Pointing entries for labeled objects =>
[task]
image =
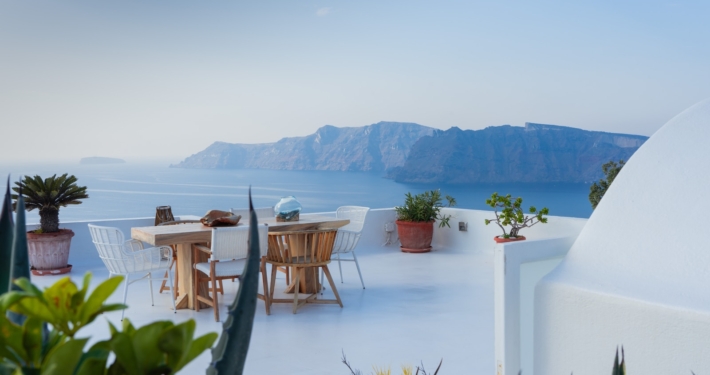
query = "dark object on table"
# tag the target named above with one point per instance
(217, 218)
(163, 214)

GOAL =>
Repeat the rows above word for word, leaving out the pictures.

REPLY =>
[task]
image =
query = "dark object on table"
# tag the target named above with one point per instance
(217, 218)
(163, 214)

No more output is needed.